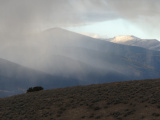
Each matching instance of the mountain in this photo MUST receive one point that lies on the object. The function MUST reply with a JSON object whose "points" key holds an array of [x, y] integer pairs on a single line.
{"points": [[152, 44], [63, 58], [16, 79], [132, 100]]}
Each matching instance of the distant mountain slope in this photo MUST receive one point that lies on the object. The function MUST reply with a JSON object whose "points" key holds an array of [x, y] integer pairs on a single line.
{"points": [[67, 58], [16, 79], [152, 44], [133, 100]]}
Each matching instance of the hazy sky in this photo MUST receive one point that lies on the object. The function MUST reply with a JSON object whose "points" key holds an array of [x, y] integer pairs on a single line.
{"points": [[104, 18]]}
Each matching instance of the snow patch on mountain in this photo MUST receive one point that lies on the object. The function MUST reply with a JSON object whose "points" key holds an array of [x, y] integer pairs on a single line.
{"points": [[123, 38]]}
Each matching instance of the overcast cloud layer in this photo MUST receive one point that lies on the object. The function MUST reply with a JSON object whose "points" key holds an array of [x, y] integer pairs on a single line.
{"points": [[23, 16]]}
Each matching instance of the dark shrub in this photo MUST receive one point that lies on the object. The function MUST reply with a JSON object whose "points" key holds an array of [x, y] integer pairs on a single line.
{"points": [[38, 88]]}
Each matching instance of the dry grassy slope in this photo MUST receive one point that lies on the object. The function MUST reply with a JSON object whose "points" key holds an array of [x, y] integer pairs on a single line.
{"points": [[133, 100]]}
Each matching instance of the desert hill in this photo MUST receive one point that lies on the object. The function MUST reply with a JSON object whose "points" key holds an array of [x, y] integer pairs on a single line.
{"points": [[132, 100]]}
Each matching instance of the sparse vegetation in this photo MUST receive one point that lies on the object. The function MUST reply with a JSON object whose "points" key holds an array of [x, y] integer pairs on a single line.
{"points": [[132, 100], [34, 89]]}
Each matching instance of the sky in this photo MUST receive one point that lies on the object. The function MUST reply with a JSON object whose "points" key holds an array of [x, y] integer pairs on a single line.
{"points": [[96, 18]]}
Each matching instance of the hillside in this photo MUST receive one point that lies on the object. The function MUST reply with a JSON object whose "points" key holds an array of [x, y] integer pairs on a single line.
{"points": [[133, 100], [151, 44], [58, 58], [15, 79]]}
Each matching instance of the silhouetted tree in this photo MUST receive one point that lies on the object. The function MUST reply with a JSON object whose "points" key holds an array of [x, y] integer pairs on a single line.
{"points": [[37, 88]]}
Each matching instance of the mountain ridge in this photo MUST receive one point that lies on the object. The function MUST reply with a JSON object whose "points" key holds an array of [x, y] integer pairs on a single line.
{"points": [[151, 44]]}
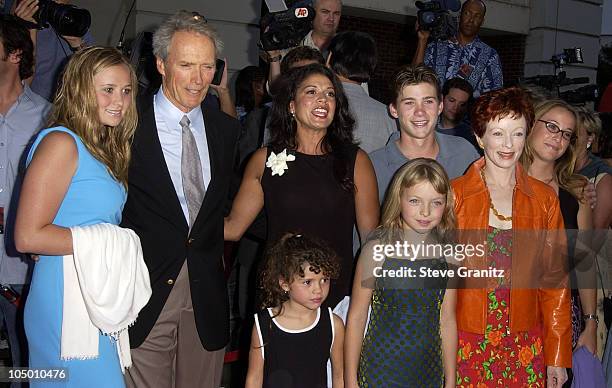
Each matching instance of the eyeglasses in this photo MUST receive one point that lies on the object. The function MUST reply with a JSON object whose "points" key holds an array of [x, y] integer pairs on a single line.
{"points": [[554, 128]]}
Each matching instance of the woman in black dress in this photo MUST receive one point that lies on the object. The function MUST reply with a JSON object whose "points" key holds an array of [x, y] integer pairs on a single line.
{"points": [[312, 178]]}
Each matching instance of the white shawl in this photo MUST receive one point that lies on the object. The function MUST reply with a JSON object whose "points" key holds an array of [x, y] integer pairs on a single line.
{"points": [[106, 284]]}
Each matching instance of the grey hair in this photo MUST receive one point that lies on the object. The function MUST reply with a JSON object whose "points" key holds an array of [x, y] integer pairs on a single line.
{"points": [[183, 21], [314, 3]]}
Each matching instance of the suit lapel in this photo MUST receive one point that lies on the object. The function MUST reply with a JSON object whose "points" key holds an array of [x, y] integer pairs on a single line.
{"points": [[214, 141], [151, 149]]}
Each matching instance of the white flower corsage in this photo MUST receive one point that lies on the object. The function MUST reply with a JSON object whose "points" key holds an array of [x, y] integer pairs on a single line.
{"points": [[278, 162]]}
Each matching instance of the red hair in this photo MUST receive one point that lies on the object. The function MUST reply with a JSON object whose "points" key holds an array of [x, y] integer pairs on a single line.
{"points": [[498, 104]]}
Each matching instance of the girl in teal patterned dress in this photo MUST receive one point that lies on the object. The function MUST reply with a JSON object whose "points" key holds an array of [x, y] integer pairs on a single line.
{"points": [[411, 337]]}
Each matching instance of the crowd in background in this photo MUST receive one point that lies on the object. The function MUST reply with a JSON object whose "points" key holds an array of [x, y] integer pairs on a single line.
{"points": [[251, 222]]}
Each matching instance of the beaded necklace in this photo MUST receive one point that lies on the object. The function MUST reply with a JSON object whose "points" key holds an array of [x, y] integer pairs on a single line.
{"points": [[496, 213]]}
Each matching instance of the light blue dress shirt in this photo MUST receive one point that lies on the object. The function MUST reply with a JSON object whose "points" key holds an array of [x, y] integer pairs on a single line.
{"points": [[167, 119], [17, 128]]}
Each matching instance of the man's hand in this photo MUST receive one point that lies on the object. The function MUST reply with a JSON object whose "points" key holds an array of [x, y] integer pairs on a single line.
{"points": [[555, 376], [26, 10], [225, 98]]}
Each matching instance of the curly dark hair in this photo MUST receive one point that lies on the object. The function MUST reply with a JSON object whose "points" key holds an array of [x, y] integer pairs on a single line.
{"points": [[338, 141], [15, 37], [284, 261]]}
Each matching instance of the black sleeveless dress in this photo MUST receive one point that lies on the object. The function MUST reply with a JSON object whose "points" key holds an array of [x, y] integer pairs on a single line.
{"points": [[309, 199], [295, 358], [569, 211]]}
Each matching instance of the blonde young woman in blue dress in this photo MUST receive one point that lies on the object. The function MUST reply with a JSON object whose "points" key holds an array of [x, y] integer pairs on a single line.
{"points": [[76, 176]]}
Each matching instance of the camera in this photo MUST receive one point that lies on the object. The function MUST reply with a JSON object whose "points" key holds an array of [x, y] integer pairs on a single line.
{"points": [[434, 16], [285, 29], [64, 18], [554, 82]]}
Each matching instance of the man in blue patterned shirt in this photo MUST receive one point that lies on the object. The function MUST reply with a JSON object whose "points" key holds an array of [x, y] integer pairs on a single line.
{"points": [[465, 56]]}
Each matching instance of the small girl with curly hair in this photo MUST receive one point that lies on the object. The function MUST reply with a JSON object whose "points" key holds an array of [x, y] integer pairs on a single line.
{"points": [[293, 338]]}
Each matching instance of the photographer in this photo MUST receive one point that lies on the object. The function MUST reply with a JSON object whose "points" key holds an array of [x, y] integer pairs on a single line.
{"points": [[52, 51], [465, 56], [324, 27]]}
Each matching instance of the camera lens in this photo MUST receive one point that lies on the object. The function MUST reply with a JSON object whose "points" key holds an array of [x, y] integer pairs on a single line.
{"points": [[68, 19]]}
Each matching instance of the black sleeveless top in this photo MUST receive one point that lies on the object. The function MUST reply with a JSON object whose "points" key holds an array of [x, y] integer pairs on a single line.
{"points": [[309, 199], [569, 210], [295, 358]]}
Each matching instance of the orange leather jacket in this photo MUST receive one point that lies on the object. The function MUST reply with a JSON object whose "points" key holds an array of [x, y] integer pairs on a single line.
{"points": [[539, 294]]}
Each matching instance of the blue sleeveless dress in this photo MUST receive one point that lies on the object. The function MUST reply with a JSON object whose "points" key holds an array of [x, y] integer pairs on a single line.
{"points": [[93, 197]]}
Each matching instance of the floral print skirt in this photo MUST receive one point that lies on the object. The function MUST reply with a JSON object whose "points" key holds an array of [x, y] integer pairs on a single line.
{"points": [[499, 358]]}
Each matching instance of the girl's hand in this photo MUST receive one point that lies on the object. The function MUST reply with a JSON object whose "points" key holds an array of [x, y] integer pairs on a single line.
{"points": [[555, 376], [588, 337]]}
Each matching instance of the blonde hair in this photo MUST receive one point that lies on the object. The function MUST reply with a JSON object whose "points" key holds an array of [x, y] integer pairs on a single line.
{"points": [[412, 173], [564, 166], [75, 107]]}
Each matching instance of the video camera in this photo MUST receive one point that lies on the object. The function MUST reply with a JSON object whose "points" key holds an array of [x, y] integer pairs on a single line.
{"points": [[554, 82], [66, 19], [285, 29], [434, 16]]}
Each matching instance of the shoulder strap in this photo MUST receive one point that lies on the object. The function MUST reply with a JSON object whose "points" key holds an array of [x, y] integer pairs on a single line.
{"points": [[331, 319], [260, 332]]}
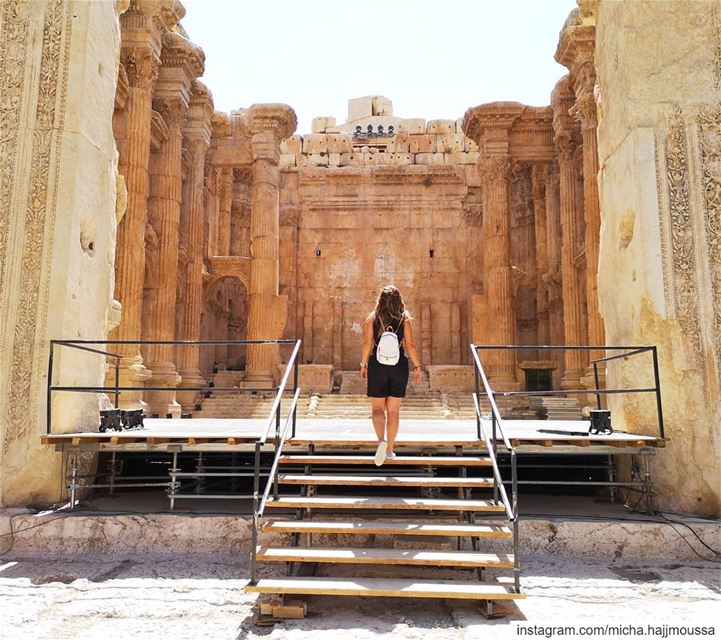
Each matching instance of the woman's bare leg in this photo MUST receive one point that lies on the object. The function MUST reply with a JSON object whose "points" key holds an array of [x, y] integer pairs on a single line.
{"points": [[393, 407], [379, 417]]}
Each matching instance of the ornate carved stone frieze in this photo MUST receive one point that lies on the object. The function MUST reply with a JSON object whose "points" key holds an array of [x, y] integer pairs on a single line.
{"points": [[682, 241], [709, 133], [585, 111], [495, 168], [29, 330]]}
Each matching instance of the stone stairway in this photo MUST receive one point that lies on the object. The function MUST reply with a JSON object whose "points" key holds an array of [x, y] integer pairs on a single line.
{"points": [[420, 403], [356, 539]]}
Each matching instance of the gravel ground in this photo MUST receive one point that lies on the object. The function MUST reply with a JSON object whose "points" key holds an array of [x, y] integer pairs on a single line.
{"points": [[189, 596]]}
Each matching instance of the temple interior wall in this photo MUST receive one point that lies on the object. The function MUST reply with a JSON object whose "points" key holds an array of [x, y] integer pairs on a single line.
{"points": [[659, 275], [57, 225]]}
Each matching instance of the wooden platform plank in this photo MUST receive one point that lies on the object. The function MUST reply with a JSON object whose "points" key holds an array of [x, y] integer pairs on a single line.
{"points": [[343, 502], [434, 461], [380, 587], [383, 481], [388, 528], [404, 557]]}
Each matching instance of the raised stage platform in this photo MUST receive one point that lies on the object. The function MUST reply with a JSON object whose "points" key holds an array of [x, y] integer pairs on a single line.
{"points": [[222, 434]]}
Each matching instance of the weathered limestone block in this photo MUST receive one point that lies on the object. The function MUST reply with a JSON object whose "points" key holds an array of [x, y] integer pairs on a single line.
{"points": [[57, 232], [438, 127], [462, 158], [430, 158], [422, 144], [413, 126], [399, 143], [294, 144], [315, 143], [339, 143], [450, 142], [451, 378], [286, 160], [400, 158], [317, 159], [658, 190], [312, 378], [321, 123]]}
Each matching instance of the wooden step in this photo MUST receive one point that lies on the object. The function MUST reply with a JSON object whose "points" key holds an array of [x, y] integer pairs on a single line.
{"points": [[404, 557], [386, 587], [385, 481], [343, 502], [433, 461], [387, 528]]}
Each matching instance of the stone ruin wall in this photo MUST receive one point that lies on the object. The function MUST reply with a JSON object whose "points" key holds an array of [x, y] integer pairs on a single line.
{"points": [[659, 139]]}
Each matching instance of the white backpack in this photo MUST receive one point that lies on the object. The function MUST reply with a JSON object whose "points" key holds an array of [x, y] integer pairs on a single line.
{"points": [[389, 350]]}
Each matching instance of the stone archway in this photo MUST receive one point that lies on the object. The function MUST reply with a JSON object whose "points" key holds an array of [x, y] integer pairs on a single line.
{"points": [[225, 317]]}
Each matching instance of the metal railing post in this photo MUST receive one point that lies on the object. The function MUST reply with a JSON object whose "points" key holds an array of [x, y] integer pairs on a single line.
{"points": [[478, 394], [49, 398], [657, 383], [117, 382], [597, 383], [254, 534], [295, 386]]}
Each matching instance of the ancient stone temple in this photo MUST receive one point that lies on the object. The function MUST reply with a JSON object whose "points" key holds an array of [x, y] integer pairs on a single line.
{"points": [[131, 209]]}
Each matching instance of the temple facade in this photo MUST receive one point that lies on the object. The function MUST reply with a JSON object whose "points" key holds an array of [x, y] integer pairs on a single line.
{"points": [[131, 209], [236, 229]]}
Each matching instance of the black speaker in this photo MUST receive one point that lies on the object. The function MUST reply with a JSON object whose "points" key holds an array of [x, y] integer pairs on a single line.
{"points": [[600, 422]]}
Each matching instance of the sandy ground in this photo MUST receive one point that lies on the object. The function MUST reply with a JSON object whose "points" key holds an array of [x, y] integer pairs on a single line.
{"points": [[186, 596]]}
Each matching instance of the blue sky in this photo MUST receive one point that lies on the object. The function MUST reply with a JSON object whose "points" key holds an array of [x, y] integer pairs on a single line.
{"points": [[432, 59]]}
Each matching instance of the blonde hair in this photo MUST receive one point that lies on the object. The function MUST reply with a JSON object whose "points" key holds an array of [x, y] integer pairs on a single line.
{"points": [[390, 309]]}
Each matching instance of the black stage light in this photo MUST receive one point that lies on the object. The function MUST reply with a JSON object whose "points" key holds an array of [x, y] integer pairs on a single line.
{"points": [[600, 422], [110, 419]]}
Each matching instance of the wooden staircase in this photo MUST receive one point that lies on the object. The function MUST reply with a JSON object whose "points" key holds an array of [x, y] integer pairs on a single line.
{"points": [[343, 496]]}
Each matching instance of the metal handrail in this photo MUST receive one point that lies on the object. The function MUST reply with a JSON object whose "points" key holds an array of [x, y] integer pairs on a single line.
{"points": [[494, 463], [116, 388], [492, 445], [628, 351]]}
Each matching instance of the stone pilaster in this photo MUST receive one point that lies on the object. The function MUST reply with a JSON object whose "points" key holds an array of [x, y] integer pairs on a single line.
{"points": [[575, 51], [197, 136], [500, 329], [538, 191], [165, 219], [269, 124], [225, 203], [572, 285], [141, 61], [181, 63]]}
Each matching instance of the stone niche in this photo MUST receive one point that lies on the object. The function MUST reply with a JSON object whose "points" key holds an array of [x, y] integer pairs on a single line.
{"points": [[660, 257], [57, 226]]}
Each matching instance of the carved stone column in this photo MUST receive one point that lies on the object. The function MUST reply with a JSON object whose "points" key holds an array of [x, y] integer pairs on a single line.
{"points": [[538, 191], [197, 135], [269, 124], [585, 111], [225, 202], [552, 276], [572, 295], [500, 328], [165, 219], [141, 65]]}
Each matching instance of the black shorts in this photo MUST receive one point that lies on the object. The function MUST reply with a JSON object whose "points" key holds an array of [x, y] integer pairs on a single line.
{"points": [[385, 380]]}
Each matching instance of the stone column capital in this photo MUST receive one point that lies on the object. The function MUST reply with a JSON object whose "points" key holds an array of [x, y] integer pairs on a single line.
{"points": [[173, 110], [495, 168], [565, 146], [585, 111], [278, 119], [141, 67]]}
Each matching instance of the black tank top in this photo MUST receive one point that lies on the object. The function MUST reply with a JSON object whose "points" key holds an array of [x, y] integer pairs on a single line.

--*--

> DIRECTIONS FOR THIS TASK: Starting at the line that contains "Each matching instance of the stone column", print every line through the end of the listing, word for word. Leave out all the rest.

> RIGHT ANSWER:
Each matching instance of the stone column capital in this photo MUST receive one point that lies on the object. The function MUST reply with a JSON object whose "points" key holds an array of [x, y] integer pairs on a single line.
{"points": [[173, 110], [495, 168], [565, 146], [585, 111], [278, 119], [141, 67]]}
Each matching instance of the black tank top in this photo MUST receive one point that lies on the object. The function MUST reply with a JSON object whose "points" key holds an array of [x, y] integer pairs on a single line.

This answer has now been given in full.